§ Given passage:
As spring rolls around, you may find yourself in the nearest nursery looking for some beautiful new plants for your yard. But too many novice planters misunderstand the delicate nature of transplanting, and find their new purchases shriveling away in the summer sun.
Don’t let this happen to you! Follow these 4 keys for successful transplants and enjoy your fauna for years to come!
1. Picking the right Plant
Did you know that where a plant was raised could mean the difference between life and death for a transplant? Here are some of the most common types and which ones you want to avoid:
- Container grown: plants that were raised in the pot you buy them in. These are your ideal.
- Field grown: plants that grew in the field, then dug up and potted. If they have lived in the pot for at least one full season, they are probably ok. But if not – stay away!
- Balled and Burlapped: larger shrubs or trees dug out of the ground, dirt and all, and placed in a burlap sack. If the outer roots are still in-tact, they are ok.
- Bare Root: These are plants with roots exposed – no dirt at all. These are ONLY acceptable if the plants are moved when dormant (so, late fall or early spring).
The best time to move plants is when they are in the dormant stage – before any buds have swelled or broken, or after all leaves have fallen away. By moving these plants when they are “sleeping,” they’ll feel less of the stress of the move, and have some time to recover before they need to work hard at growing.
3. Food and Water
Newly transplanted plants are very delicate and require special care when it comes to food and water. ONLY use root-boosting fertilizer for the first year of a new transplant. Also, make sure the soil always stays moist – not dry, and not drowning.
Remember that these plants have all experienced a lot of stress. Keep a special eye on them and be patient. It could take a year of recovery before you see truly fruitful growth. But don’t give up – the wait will be worth it!

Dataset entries
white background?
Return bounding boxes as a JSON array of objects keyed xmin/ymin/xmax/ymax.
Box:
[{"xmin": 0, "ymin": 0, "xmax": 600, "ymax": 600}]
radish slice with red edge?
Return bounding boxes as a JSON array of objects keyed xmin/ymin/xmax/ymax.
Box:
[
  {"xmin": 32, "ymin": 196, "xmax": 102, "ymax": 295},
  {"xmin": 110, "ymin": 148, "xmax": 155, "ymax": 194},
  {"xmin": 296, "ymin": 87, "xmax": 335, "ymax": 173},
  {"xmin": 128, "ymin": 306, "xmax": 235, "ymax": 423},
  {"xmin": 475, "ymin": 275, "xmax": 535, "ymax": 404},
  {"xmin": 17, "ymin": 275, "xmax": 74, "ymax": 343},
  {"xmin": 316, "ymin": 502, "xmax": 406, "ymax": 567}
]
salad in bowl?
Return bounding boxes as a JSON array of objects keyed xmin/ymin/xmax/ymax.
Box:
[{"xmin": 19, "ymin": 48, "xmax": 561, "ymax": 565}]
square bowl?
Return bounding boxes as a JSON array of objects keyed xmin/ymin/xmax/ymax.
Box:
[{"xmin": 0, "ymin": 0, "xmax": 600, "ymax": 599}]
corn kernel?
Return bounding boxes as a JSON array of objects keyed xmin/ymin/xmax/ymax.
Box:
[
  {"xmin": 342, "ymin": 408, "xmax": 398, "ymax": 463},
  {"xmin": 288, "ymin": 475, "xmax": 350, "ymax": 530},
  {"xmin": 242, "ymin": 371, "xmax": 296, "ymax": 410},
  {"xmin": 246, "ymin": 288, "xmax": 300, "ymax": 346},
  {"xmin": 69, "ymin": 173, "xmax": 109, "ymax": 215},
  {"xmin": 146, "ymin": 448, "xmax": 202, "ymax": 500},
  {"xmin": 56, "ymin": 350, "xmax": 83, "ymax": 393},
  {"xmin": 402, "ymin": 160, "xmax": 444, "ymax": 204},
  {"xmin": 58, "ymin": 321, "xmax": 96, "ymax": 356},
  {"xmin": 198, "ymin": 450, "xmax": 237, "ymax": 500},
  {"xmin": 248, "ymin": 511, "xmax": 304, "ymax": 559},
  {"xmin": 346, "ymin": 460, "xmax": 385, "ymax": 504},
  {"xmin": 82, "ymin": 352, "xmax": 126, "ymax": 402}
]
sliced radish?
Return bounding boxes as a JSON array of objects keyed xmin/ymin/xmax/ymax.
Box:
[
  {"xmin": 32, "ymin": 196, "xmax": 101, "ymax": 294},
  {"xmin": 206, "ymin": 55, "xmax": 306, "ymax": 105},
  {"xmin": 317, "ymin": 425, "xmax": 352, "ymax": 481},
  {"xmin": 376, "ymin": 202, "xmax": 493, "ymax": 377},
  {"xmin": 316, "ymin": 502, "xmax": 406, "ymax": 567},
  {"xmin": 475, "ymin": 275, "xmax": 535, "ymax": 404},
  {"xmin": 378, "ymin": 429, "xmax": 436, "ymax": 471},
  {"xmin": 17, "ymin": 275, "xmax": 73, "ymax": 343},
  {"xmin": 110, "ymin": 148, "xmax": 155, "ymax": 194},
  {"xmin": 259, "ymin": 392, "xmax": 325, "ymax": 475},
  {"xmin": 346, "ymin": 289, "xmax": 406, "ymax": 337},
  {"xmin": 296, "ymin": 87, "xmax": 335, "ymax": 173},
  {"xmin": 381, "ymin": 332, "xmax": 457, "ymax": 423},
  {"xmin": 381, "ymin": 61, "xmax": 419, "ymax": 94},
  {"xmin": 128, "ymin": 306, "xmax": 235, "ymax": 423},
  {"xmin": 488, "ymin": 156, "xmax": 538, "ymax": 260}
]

§ Problem: Please turn the paragraph of the transplanting guide that begins "The best time to move plants" into a short bulleted list that keeps its main facts.

§ Solution below:
- Move plants while they are dormant, either before any buds have swelled or broken or after all leaves have fallen.
- Plants moved while "sleeping" feel less stress from the move.
- They also get time to recover before they need to work hard at growing.